### [Assignment]
An exact, complete copy of the entries is needed, with the pictures left out.

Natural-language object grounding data
******
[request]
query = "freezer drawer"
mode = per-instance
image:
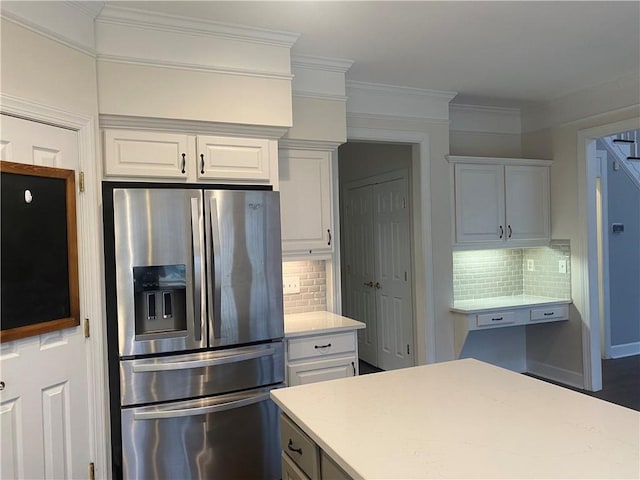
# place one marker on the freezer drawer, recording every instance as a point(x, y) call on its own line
point(160, 379)
point(234, 436)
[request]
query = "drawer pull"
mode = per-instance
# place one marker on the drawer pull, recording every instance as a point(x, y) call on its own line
point(291, 448)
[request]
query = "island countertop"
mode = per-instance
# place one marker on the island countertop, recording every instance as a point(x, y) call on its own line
point(464, 419)
point(316, 323)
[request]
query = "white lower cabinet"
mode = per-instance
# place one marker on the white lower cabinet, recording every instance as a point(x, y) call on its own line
point(318, 358)
point(302, 459)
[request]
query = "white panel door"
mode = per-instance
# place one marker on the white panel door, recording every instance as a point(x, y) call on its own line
point(360, 274)
point(393, 274)
point(479, 203)
point(44, 409)
point(527, 202)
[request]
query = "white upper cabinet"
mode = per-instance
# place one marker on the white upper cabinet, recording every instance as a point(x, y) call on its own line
point(305, 202)
point(500, 202)
point(190, 158)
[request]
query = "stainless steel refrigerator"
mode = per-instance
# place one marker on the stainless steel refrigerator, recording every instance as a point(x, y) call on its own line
point(195, 328)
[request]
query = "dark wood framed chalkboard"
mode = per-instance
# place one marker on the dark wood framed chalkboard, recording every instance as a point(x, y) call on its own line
point(39, 251)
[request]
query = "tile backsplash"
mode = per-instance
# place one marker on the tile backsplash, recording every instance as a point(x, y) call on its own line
point(505, 272)
point(313, 286)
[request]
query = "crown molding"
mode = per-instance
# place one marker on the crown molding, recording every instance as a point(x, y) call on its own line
point(485, 119)
point(194, 67)
point(142, 19)
point(321, 63)
point(63, 22)
point(191, 126)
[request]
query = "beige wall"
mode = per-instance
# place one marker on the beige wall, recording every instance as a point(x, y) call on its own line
point(46, 72)
point(560, 344)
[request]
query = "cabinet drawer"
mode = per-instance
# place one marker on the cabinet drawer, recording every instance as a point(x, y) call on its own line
point(496, 319)
point(552, 312)
point(299, 447)
point(321, 345)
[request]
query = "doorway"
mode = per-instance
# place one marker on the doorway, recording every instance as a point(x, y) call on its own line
point(618, 225)
point(376, 260)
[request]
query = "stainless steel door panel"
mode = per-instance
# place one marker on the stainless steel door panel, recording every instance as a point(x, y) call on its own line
point(234, 436)
point(244, 264)
point(176, 377)
point(156, 227)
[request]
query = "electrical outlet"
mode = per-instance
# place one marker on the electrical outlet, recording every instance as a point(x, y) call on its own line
point(290, 285)
point(562, 266)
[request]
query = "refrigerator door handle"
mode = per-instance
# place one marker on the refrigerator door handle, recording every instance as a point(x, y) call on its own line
point(198, 274)
point(214, 283)
point(146, 366)
point(161, 413)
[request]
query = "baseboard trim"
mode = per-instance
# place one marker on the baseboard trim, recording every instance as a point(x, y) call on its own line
point(557, 374)
point(625, 350)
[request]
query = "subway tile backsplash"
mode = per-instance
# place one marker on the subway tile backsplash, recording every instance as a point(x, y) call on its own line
point(505, 272)
point(313, 286)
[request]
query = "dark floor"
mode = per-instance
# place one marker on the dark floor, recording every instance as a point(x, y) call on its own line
point(620, 381)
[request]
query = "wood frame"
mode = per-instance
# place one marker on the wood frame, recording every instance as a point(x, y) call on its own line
point(72, 252)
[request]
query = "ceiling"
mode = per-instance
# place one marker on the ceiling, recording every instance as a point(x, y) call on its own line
point(493, 53)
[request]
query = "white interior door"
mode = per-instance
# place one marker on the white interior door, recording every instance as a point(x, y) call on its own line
point(360, 296)
point(377, 254)
point(393, 275)
point(44, 406)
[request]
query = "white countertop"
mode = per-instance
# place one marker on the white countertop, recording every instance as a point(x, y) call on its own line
point(464, 419)
point(313, 323)
point(515, 301)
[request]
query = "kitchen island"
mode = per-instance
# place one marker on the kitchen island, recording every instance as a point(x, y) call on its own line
point(462, 419)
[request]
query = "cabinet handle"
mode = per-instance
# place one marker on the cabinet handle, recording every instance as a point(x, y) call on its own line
point(291, 447)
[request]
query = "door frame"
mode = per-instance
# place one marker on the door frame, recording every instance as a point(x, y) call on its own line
point(586, 254)
point(398, 174)
point(90, 247)
point(420, 181)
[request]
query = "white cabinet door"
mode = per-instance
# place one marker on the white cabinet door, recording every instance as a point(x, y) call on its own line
point(479, 203)
point(129, 153)
point(231, 158)
point(322, 370)
point(45, 425)
point(527, 203)
point(305, 201)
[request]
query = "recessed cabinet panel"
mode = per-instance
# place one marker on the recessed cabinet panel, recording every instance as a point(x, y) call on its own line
point(145, 154)
point(479, 191)
point(233, 158)
point(305, 201)
point(527, 202)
******
### [Written reply]
[request]
query = "freezer drawer"
mode = per-instance
image:
# place one marker on the freezer drawer, recording every instance as a point(x, y) call on its own line
point(160, 379)
point(234, 436)
[request]
query = "drawer pull"
mode = per-instance
# place one marker on the drawer pull, recording every instance as a point(x, y) call on its own line
point(291, 448)
[request]
query = "island countertop"
mode = per-instance
# place one marker on the island countertop, recording every instance as a point(x, y) call on its own line
point(464, 419)
point(316, 323)
[request]
query = "white lower cabinet"
mode = per-instance
# place one marker on the white lower cabinet, recording every instance as a point(x, y) call on its own line
point(318, 358)
point(302, 459)
[request]
query = "white panel door"
mode = per-instance
# place one marker on the white panel door, recording every instance as a point(x, y) call on its own line
point(360, 274)
point(393, 274)
point(479, 203)
point(44, 409)
point(527, 202)
[request]
query = "white upper cabinet"
mode = per-instance
# place one marker on the white upper cabinet, recording every instance as a point(x, y) call on its own line
point(305, 202)
point(500, 202)
point(190, 158)
[request]
query = "stainless steel refrigerator"
mode = per-instance
# place one marker on the stainless steel refrigerator, recording every instance as a point(x, y) call on its own line
point(195, 328)
[request]
query = "dark wood framed chalkboard"
mode = per-instance
# place one marker on the dark wood framed chalkboard, recording every instance as a point(x, y) call on its own line
point(39, 251)
[request]
query = "tile backsplash"
mode = per-instance
# place one marker on the tile backsplash, recording every instance as a point(x, y) call on its own line
point(505, 272)
point(313, 286)
[request]
query = "crown molding"
mode = per-instance
# place one marker on the crown molding, recording every instance as a point(x, y) call on its own line
point(485, 119)
point(194, 67)
point(142, 19)
point(321, 63)
point(63, 22)
point(191, 126)
[request]
query = "beige wall"
mode = per-instance
# place one marker on the beige wall, recording every instance as a point(x, y) call on its own line
point(46, 72)
point(560, 344)
[request]
query = "cabinet drawer"
mode = per-instance
# place one marker on the cabinet drawer, recording every instance as a point(x, y) call on its own line
point(496, 319)
point(552, 312)
point(299, 447)
point(321, 345)
[request]
query = "doorway"
mode = per-instance
# place one marker on the doorway, recording every instance as a point(x, y) call on its own line
point(618, 225)
point(376, 260)
[request]
query = "stainless steel door panel"
mode = per-instance
# place one marker on the stainless steel door panel, recording every instance as a point(x, y) call on its own line
point(234, 436)
point(244, 264)
point(176, 377)
point(156, 227)
[request]
query = "electrical outlet"
mode = per-instance
# place one marker on the electrical outlet, recording every instance as a point(x, y) call on its own line
point(290, 285)
point(562, 266)
[request]
query = "refrigerator door handle"
mode = per-instance
# place one marker on the refrigerator door handle, recording every instance as a point(x, y) call on its own line
point(198, 274)
point(214, 283)
point(146, 366)
point(161, 413)
[request]
query = "baseboard trim"
mode = per-instance
# place one marker on the baseboard trim, recording every instance as a point(x, y) call on its own line
point(557, 374)
point(625, 350)
[request]
query = "subway tile backsplash"
mode = per-instance
# place one marker on the subway tile backsplash, recording every instance as a point(x, y) call on its own line
point(505, 272)
point(313, 286)
[request]
query = "dark floor"
mode = per-instance
# place one marker on the dark floor, recording every instance as a point(x, y) call on its own line
point(620, 381)
[request]
query = "wood frame"
mode = per-instance
# place one marker on the wood frame, recording every instance as a point(x, y) call on its own line
point(72, 252)
[request]
query = "ceiling"
mode = per-instance
# place one marker on the ceiling, recording every instance as a point(x, y) call on its own line
point(493, 53)
[request]
query = "white interior door"
mode = per-instance
# place one marker on the white interior door, recording every instance as a point(x, y) call on its own line
point(360, 296)
point(377, 254)
point(393, 275)
point(44, 406)
[request]
query = "white countertop"
mode = per-instance
# place one marker on the white countertop, recording every instance as a point(x, y) call on its own line
point(464, 419)
point(313, 323)
point(515, 301)
[request]
query = "kitchen island"
mode = per-instance
# place one marker on the kitchen island, recording every instance as a point(x, y) call on its own line
point(462, 419)
[request]
query = "cabinet handle"
mode = per-instance
# place one marker on the cabinet handle, recording every instance as a point(x, y) call on its own line
point(291, 447)
[request]
query = "door frame"
mode = per-instance
# place one marker on the door frame, recording every instance as a point(x, y) call on its own line
point(586, 254)
point(398, 174)
point(90, 247)
point(420, 181)
[request]
query = "white cabinet door"
mode = per-instance
# place one marker on the white cabinet door, recording every instance as a point(x, y) call on its own line
point(479, 203)
point(129, 153)
point(231, 158)
point(322, 370)
point(45, 425)
point(527, 203)
point(305, 201)
[request]
query = "recessed cabinet panel"
mode = per-instance
# place one marker on the recessed cabinet panel, recording every instance as a point(x, y) call on its own line
point(145, 154)
point(479, 191)
point(233, 158)
point(305, 201)
point(527, 202)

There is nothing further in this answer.